- _PROBLEM_:
Show every line below that contains the string "stone", matching case exactly.

- _DATASET EXCERPTS_:
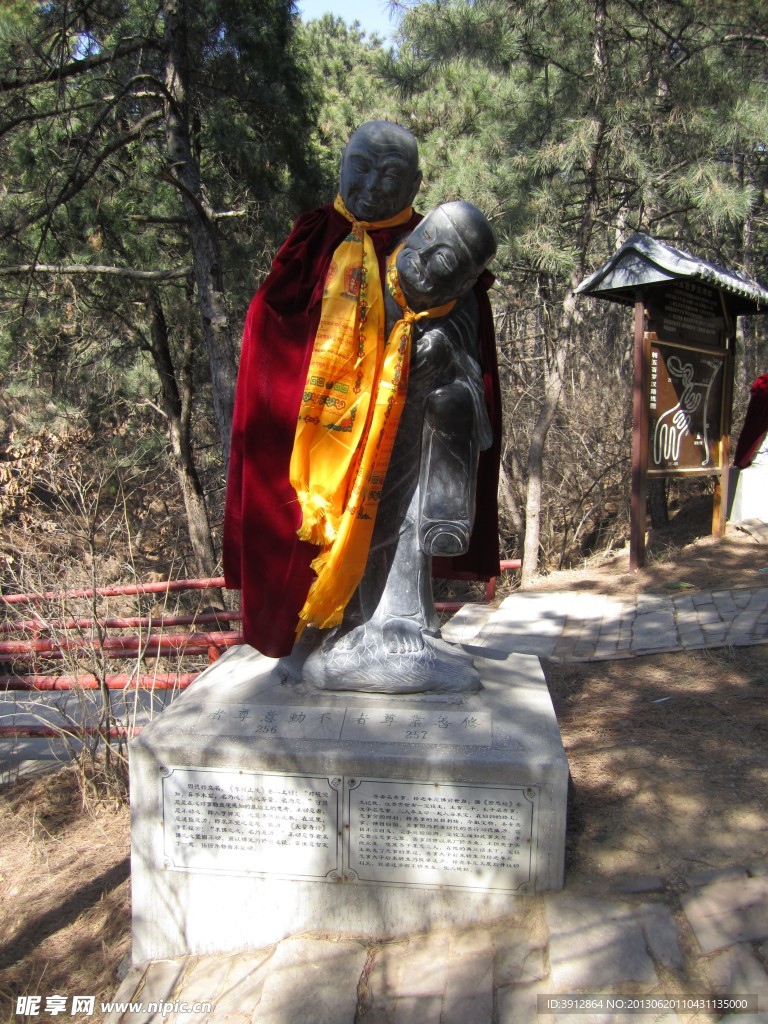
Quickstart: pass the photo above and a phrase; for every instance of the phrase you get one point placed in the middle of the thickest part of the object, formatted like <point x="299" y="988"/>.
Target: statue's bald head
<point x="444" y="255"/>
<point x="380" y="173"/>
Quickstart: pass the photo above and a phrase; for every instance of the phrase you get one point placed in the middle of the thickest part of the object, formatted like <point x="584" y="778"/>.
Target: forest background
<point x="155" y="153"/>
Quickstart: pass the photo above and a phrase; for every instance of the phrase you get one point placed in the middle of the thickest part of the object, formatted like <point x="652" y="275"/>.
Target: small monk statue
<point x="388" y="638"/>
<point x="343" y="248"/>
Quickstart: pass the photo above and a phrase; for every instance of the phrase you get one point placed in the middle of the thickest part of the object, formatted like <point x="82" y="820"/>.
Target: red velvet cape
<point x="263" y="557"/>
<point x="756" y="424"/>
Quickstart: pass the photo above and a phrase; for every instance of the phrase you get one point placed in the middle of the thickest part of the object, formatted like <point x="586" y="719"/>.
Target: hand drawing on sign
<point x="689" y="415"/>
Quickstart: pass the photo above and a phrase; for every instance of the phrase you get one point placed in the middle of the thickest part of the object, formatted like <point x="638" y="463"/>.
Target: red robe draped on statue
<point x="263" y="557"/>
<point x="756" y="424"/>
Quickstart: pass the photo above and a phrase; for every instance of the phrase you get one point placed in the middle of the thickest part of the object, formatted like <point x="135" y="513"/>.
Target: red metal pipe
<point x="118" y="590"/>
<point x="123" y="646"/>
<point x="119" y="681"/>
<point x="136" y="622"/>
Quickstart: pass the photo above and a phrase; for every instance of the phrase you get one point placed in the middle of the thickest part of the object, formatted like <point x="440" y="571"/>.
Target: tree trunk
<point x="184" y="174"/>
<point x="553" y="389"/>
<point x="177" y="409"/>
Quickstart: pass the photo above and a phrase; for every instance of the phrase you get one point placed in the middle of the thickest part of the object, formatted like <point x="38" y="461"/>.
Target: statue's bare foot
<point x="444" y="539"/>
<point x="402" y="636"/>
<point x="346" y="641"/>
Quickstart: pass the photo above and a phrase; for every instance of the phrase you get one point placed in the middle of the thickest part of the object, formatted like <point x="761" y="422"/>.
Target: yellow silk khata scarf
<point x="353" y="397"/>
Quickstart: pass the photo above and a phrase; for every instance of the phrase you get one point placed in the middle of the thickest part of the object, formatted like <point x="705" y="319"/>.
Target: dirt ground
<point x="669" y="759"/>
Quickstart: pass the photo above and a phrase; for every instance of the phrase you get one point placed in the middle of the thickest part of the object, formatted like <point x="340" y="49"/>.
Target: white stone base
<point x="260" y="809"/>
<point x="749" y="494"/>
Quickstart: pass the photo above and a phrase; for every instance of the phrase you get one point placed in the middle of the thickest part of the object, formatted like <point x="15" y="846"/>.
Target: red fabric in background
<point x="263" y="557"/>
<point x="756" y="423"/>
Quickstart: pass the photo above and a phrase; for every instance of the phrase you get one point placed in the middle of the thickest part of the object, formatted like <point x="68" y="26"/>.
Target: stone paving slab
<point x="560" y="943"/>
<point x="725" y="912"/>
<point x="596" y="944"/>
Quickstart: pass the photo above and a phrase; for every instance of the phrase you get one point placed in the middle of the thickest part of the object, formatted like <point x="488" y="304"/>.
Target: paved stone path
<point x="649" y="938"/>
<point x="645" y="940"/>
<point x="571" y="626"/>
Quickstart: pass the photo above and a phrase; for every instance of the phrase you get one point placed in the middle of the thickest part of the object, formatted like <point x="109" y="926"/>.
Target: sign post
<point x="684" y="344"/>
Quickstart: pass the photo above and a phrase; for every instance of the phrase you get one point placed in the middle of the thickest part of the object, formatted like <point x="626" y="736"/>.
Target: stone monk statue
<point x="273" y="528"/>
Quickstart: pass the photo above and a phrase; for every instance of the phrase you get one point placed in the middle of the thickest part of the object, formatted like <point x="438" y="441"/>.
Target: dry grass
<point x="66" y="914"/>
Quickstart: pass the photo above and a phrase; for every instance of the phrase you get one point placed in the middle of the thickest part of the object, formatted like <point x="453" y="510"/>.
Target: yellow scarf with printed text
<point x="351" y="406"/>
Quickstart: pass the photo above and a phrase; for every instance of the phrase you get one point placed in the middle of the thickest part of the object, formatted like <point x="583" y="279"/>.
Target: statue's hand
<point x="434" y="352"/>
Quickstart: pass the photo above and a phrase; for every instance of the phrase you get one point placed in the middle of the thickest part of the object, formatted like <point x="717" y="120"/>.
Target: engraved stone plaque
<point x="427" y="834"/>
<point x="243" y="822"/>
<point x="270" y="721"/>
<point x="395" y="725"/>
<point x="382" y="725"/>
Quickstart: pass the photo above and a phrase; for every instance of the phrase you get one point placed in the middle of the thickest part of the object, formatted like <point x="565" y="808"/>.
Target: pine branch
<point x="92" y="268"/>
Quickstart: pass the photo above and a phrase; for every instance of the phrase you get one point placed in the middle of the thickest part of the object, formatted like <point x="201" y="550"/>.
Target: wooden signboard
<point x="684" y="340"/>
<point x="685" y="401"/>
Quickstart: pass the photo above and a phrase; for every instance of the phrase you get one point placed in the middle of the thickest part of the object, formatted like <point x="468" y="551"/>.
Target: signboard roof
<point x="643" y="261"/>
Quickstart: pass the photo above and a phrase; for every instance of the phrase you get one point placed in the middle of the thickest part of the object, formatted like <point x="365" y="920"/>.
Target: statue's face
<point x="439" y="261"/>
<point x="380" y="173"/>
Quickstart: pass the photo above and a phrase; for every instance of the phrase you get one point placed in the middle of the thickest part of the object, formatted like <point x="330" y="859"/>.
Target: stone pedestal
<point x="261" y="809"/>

- _EXPECTED ANSWER_:
Target: white stone base
Target: stone paving slab
Target: paved stone path
Target: stone monk statue
Target: engraved stone plaque
Target: stone pedestal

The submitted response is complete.